═════ Material de origem ═════
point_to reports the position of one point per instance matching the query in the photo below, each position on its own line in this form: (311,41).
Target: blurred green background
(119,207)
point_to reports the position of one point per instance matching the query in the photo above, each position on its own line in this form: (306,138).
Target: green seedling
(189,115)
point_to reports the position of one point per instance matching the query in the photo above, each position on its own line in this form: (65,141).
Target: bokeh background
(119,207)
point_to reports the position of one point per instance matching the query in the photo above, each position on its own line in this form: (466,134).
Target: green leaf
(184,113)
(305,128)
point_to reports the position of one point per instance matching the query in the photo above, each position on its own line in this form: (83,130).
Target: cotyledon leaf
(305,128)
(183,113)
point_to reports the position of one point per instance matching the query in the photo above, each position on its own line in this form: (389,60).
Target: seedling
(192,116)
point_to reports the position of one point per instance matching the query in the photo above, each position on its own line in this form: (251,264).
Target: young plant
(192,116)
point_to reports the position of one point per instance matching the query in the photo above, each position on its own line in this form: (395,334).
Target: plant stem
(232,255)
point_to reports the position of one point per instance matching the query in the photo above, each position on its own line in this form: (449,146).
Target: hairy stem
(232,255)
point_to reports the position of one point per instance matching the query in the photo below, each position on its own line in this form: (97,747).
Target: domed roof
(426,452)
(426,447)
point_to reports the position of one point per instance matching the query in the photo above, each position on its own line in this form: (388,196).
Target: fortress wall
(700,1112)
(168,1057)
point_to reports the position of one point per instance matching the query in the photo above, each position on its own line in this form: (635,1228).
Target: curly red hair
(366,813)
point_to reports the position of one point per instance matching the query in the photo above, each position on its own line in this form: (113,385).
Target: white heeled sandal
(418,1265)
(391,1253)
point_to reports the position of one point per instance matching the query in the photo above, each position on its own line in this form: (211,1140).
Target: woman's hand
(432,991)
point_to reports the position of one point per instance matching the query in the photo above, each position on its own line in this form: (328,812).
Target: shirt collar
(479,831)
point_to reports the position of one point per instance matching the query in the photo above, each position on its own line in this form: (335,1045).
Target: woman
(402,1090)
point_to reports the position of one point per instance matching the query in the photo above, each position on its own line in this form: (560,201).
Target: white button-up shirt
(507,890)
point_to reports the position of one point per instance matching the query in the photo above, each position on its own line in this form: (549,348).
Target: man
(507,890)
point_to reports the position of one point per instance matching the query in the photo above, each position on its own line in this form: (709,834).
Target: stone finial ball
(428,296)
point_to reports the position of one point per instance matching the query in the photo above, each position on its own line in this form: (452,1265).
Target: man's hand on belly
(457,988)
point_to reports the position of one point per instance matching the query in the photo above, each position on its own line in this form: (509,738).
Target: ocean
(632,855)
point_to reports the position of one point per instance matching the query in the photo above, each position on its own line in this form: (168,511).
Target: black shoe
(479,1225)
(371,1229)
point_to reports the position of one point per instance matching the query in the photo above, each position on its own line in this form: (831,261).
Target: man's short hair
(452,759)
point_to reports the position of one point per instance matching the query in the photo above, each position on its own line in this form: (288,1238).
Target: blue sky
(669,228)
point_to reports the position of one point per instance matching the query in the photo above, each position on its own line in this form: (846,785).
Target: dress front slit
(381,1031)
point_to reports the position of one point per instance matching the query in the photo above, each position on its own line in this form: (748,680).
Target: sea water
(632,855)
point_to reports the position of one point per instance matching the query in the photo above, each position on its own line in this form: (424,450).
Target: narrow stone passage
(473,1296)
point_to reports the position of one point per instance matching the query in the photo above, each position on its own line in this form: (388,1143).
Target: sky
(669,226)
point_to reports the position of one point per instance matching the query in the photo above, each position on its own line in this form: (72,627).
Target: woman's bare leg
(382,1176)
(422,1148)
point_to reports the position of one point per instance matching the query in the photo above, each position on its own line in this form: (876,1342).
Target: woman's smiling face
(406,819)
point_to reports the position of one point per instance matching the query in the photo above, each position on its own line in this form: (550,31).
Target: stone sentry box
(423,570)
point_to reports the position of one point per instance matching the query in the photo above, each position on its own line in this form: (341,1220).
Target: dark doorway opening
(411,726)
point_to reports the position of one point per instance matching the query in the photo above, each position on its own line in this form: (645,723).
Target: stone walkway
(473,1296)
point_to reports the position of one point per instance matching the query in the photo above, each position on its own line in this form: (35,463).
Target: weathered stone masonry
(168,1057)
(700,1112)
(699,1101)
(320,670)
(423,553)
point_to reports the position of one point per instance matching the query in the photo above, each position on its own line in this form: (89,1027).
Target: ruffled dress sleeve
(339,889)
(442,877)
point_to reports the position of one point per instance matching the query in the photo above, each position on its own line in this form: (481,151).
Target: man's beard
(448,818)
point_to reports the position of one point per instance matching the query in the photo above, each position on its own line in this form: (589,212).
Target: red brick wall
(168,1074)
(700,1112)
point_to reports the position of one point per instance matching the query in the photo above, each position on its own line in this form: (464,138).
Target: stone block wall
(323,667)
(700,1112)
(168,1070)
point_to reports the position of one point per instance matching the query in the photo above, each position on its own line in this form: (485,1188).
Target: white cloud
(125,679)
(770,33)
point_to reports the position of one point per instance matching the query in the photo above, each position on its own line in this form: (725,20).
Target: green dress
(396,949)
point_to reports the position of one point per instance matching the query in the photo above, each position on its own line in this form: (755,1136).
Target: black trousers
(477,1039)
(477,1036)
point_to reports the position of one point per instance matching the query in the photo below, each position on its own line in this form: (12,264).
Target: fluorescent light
═════
● Pedido
Reescreva todos os registros acima em forma de lista numerada, omitindo as linhas em branco.

● Em resposta
1. point_to reports the position of one point per instance matching the query in the photo below, each position on its own line in this form: (311,41).
2. Target: blurred green background
3. (119,207)
4. point_to reports the position of one point per instance matching the query in the photo above, each position on its own line in this form: (306,138).
5. Target: green seedling
6. (189,115)
7. point_to reports the position of one point per instance matching the query in the photo above, each position on its own line in this form: (65,141).
8. Target: bokeh background
9. (119,207)
10. point_to reports the position of one point per instance matching the query in the photo above, each position on its own line in this form: (466,134).
11. Target: green leaf
12. (184,113)
13. (305,128)
14. point_to reports the position of one point per instance matching the query in the photo above, each position on its own line in this form: (83,130).
15. Target: cotyledon leaf
16. (305,128)
17. (183,113)
18. point_to reports the position of one point per instance matching the query in the photo above, each position on its own line in this form: (389,60).
19. Target: seedling
20. (192,116)
21. point_to reports the position of one point per instance matching the query in the photo above, each position on its own line in this form: (251,264).
22. Target: young plant
23. (192,116)
24. point_to reports the position of one point per instance matching the query in the photo above, each position on its own line in this form: (395,334).
25. Target: plant stem
26. (232,255)
27. point_to reports the position of one point per instance matching the query in the photo above, each position on its own line in this form: (449,146).
28. Target: hairy stem
29. (232,255)
30. point_to reports the position of one point per instance matching the query in the photo below, each position on its own line in this form: (97,747).
31. Target: domed roof
32. (426,452)
33. (426,447)
34. point_to reports the position of one point per instance matching the query in the photo above, each position on its own line in this form: (388,196).
35. Target: fortress wall
36. (700,1112)
37. (168,1057)
38. point_to reports the position of one point per instance matching the query in the photo above, each position on its own line in this form: (635,1228).
39. Target: curly red hair
40. (366,813)
41. point_to reports the position of one point per instance matching the query in the photo above, each position on its own line in this form: (113,385).
42. Target: white heeled sandal
43. (418,1265)
44. (391,1253)
45. point_to reports the position of one point per instance matching the query in the photo above, each position on its own line in this form: (211,1140).
46. Target: woman's hand
47. (432,991)
48. point_to reports the position of one point per instance matching the query in the photo above, each position on its own line in this form: (328,812).
49. Target: shirt collar
50. (479,831)
51. point_to reports the position of one point per instance matching the query in the photo above, each position on its own line in this form: (335,1045).
52. Target: woman
53. (402,1090)
54. point_to reports the position of one point per instance matching the query in the photo above, each position on its own line in this form: (560,201).
55. Target: white button-up shirt
56. (507,890)
57. point_to reports the position of one point per instance matching the query in the photo above, each position on its own line in this form: (549,348).
58. Target: man
59. (507,890)
60. point_to reports the position of one point per instance matching the query in the photo above, each position on its own line in this form: (709,834).
61. Target: stone finial ball
62. (428,296)
63. point_to reports the position of one point per instance matching the query in the photo above, each position on its own line in this form: (452,1265).
64. Target: man's hand on belly
65. (457,988)
66. point_to reports the position of one point per instance matching the query in the photo above, each position on its own line in this form: (509,738).
67. Target: ocean
68. (632,855)
69. point_to reports the position of one point per instance matching the query in the photo above, each position on its own line in this form: (168,511).
70. Target: black shoe
71. (479,1225)
72. (371,1229)
73. point_to reports the position of one point per instance matching the query in the photo above, each position on its own line in this form: (831,261).
74. Target: man's short hair
75. (452,759)
76. point_to reports the position of one point per instance matching the query in the photo above, each position on its own line in this form: (288,1238).
77. Target: blue sky
78. (669,228)
79. point_to reports the position of one point per instance matching the query in the photo above, each position on its own line in this form: (846,785).
80. Target: dress front slit
81. (381,1031)
82. point_to reports the position of one point per instance matching the query in the photo above, each position on its own line in this form: (748,680).
83. Target: sea water
84. (632,855)
85. point_to reports the position of one point per instance matching the query in the photo above, each position on its own line in this form: (424,450).
86. Target: narrow stone passage
87. (473,1296)
88. point_to reports the position of one point per instance matching the query in the photo above, each position on its own line in this form: (388,1143).
89. Target: sky
90. (669,226)
91. point_to reports the position of one point per instance matching the query in the photo above, each position on its own line in this form: (72,627).
92. Target: woman's bare leg
93. (382,1176)
94. (422,1148)
95. point_to reports the position of one point per instance matching the query in the photo above, each position on its own line in this form: (876,1342).
96. Target: woman's smiling face
97. (406,819)
98. point_to reports the position of one point per instance matching the query in the photo above, each position on its own line in this form: (550,31).
99. Target: stone sentry box
100. (423,570)
101. point_to reports the position of one point per instance matching the query in the photo above, each position on its own line in this form: (341,1220).
102. Target: dark doorway opening
103. (411,726)
104. point_to reports the position of one point per instance matching the query in the photo above, each position on its own line in this form: (645,723).
105. Target: stone walkway
106. (473,1296)
107. point_to reports the position of one point per instance matching the query in the photo above, each position on its own line in this form: (35,463).
108. Target: weathered stone masonry
109. (168,1057)
110. (700,1112)
111. (699,1101)
112. (320,670)
113. (423,553)
114. point_to reports the position of one point per instance matching the query in the photo above, each position on its own line in this form: (89,1027).
115. Target: ruffled dress sleeve
116. (339,889)
117. (442,877)
118. point_to reports the position of one point per instance matching the query in the photo above, each position on its own line in this form: (481,151).
119. Target: man's beard
120. (448,818)
121. point_to reports the position of one point per instance matching the query in the photo above, each position on its own line in this form: (589,212).
122. Target: red brick wall
123. (168,1074)
124. (700,1112)
125. point_to reports the position of one point per instance matching the query in the photo above, each position on its own line in this form: (464,138).
126. Target: stone block wall
127. (323,667)
128. (700,1112)
129. (168,1070)
130. point_to reports the position of one point per instance matching the query in the photo above, each position on its own line in this form: (485,1188).
131. Target: white cloud
132. (125,679)
133. (770,33)
134. point_to reports the position of one point per instance matching the query in the photo above, each position on its own line in this form: (725,20).
135. Target: green dress
136. (396,949)
137. point_to reports the position of one point per instance matching the query in the photo above, each position on its own line in this form: (755,1136).
138. Target: black trousers
139. (477,1039)
140. (477,1036)
141. point_to reports the position of one point per instance matching the query in the photo below, each position on its own line in this form: (12,264).
142. Target: fluorescent light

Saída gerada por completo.